SET EXERCISE
In the film review below, what kind of view of the world do Evans's mainly static photographic techniques reproduce?

DOCUMENT EXCERPT
====================

The feeling of isolation is complete, a perfect breeding pen for paranoia. The digital camerawork and computerised sound effects contribute to the fear factor, similar to The Blair Witch Project's use of crude video imagery.

In the end, it comes down to personalities, which is where Marc Evans's film has the advantage. These people are not idiots, like in Blair Witch. They have genuine lives, dysfunctional perhaps, but only too believable and certainly not brain dead.

Series 7: The Contenders parodied extreme reality game shows and The Hole explored the claustrophobic impact of a weekend in a disused nuclear bunker with chilling effect. My Little Eye avoids kitsch, camp and pastiche. Evans is serious and his use of mainly static photographic techniques brilliantly reproduces a CCTV view of the world.

As their time nears completion, the pressure heightens for the five. Incidents occur that indicate a more active involvement from the unseen organisation that produced the show.

====================

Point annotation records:
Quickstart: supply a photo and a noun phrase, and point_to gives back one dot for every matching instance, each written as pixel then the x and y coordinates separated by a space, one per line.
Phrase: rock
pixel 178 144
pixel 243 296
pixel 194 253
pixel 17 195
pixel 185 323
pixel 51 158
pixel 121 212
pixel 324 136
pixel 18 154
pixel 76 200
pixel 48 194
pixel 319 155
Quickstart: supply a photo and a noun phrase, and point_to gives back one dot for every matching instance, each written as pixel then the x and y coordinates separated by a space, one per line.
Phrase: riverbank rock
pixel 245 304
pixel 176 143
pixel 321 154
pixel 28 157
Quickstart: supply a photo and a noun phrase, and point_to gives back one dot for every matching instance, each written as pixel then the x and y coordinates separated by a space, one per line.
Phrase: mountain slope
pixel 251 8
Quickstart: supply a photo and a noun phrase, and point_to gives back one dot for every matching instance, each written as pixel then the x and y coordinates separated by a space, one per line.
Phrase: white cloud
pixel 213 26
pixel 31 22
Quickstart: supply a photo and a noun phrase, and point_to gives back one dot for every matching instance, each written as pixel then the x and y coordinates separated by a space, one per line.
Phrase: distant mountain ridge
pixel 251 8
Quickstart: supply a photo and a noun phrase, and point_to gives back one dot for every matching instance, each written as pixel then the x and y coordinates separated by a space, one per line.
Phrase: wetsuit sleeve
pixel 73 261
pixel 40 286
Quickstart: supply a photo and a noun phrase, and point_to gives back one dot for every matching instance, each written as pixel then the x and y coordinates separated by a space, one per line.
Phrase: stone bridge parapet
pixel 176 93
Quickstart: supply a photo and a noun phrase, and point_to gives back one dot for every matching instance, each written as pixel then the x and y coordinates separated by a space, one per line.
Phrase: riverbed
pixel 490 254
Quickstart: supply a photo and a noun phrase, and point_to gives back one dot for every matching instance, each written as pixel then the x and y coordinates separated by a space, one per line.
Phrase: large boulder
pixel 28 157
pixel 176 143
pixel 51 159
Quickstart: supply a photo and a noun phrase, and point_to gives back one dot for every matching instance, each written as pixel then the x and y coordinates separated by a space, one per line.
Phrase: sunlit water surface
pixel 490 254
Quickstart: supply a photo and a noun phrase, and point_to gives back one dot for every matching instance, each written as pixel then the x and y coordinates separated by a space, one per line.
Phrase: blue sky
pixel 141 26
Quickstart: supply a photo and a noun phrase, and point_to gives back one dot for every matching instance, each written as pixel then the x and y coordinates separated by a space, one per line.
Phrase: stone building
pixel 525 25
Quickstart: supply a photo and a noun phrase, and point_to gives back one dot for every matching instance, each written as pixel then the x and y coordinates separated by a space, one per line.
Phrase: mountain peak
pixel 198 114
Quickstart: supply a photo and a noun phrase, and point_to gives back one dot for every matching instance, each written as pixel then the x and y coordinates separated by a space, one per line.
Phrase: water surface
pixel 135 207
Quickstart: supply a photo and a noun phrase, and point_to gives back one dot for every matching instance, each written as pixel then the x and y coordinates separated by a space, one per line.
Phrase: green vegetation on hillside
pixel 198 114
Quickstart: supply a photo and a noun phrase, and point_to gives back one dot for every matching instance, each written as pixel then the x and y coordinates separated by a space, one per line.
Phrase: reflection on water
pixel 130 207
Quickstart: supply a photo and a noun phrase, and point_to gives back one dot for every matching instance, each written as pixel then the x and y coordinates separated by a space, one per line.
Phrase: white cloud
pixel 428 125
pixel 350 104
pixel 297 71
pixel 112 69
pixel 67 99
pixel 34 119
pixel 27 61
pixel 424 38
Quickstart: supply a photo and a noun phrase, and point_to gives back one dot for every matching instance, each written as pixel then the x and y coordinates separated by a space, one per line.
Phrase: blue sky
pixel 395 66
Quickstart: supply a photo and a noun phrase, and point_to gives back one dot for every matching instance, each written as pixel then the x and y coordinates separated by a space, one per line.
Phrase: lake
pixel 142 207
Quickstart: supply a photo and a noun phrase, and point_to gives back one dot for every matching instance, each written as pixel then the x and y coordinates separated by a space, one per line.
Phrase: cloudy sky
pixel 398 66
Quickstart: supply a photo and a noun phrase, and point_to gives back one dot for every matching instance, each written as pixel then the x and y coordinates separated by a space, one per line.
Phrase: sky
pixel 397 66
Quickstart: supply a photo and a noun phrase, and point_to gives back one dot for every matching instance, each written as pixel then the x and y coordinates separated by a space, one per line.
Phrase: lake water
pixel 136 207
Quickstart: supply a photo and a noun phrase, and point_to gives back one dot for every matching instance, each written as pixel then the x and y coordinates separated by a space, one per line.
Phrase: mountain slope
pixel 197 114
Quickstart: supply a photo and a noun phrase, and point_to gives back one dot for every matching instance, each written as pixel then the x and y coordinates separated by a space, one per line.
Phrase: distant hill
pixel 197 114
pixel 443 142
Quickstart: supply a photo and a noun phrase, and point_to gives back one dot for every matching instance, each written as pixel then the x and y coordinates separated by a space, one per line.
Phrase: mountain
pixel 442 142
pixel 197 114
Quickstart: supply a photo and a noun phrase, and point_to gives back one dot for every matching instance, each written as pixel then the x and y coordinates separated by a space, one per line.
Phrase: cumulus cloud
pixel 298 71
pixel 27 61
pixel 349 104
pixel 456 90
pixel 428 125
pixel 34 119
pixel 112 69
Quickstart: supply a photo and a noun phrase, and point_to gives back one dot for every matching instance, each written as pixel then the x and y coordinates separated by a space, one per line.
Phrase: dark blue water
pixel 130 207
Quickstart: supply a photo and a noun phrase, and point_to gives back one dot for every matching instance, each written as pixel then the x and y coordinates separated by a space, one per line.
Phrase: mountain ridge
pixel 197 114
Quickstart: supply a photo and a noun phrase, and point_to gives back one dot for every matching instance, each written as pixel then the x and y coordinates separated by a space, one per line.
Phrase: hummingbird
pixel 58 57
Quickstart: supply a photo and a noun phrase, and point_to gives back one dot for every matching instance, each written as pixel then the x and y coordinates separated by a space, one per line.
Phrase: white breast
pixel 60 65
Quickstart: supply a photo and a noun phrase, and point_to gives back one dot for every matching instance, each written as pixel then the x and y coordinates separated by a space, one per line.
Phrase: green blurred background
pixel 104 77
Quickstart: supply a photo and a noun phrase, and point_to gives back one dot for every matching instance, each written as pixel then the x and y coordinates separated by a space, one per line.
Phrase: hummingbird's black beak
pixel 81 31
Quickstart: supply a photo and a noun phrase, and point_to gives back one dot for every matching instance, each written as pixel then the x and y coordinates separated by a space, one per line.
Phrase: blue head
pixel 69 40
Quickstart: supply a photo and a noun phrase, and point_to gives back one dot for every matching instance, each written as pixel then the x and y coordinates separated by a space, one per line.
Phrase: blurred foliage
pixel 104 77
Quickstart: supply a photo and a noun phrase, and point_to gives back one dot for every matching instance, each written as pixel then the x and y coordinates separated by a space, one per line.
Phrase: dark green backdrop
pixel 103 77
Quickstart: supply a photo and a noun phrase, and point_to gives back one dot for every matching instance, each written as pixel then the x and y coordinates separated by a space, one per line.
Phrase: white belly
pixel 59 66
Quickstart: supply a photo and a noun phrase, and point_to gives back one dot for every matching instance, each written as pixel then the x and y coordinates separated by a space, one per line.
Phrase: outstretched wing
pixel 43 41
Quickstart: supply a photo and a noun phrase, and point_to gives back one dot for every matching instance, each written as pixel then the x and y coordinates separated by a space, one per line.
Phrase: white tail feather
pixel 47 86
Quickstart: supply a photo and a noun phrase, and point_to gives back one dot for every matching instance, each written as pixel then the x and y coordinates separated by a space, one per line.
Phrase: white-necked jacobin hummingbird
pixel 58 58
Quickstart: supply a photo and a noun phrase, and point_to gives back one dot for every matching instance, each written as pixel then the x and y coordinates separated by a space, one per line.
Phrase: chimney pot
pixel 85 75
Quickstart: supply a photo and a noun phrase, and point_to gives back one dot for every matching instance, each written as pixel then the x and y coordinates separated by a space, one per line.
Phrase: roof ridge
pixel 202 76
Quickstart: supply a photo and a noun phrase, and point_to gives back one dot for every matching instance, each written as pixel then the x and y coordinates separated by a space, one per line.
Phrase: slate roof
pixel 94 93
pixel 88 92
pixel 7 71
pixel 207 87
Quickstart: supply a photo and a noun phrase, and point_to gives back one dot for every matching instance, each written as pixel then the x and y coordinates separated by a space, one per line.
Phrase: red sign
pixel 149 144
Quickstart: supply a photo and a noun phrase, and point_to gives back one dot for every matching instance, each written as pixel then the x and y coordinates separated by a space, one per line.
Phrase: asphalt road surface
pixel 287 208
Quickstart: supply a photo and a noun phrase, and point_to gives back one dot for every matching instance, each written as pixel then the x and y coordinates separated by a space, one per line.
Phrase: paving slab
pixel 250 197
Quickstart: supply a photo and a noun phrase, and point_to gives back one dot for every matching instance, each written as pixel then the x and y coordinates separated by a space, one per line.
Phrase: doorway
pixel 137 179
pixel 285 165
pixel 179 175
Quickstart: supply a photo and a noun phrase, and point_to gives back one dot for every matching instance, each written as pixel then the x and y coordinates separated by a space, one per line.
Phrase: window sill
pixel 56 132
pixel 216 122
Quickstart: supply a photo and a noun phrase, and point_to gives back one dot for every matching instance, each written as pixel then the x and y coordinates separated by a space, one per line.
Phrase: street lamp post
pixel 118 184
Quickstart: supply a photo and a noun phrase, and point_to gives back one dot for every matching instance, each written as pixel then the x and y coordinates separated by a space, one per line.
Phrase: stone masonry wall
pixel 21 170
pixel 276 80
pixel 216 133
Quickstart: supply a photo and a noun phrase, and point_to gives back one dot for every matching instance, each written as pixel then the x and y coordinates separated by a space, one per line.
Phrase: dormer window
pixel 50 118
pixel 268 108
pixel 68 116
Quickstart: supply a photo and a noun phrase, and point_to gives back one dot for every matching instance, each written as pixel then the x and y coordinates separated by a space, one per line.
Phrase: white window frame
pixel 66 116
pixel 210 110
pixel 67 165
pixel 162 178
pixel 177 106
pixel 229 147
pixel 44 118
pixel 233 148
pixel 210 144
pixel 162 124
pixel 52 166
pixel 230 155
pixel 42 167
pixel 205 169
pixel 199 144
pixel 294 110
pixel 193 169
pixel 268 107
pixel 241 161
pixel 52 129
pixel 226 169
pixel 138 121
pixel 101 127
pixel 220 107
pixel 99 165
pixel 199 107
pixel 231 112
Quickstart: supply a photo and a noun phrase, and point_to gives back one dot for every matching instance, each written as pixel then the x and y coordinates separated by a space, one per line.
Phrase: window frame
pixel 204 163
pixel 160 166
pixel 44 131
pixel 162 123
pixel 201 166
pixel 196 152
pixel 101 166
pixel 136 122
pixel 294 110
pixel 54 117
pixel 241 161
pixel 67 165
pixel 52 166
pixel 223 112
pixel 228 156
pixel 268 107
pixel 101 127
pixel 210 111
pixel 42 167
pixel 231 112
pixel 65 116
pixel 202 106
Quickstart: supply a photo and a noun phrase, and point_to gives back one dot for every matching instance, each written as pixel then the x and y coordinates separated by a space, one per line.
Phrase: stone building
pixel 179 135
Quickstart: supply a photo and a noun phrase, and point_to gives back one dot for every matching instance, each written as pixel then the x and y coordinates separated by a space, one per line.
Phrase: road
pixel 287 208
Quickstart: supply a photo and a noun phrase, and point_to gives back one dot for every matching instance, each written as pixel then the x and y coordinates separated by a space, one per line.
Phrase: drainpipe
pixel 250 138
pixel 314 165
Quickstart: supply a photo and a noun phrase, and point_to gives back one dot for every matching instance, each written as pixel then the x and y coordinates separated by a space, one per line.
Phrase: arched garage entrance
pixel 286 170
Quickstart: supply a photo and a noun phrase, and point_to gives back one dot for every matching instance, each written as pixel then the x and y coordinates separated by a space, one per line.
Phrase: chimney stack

====================

SOLUTION TO THE EXERCISE
A CCTV view of the world.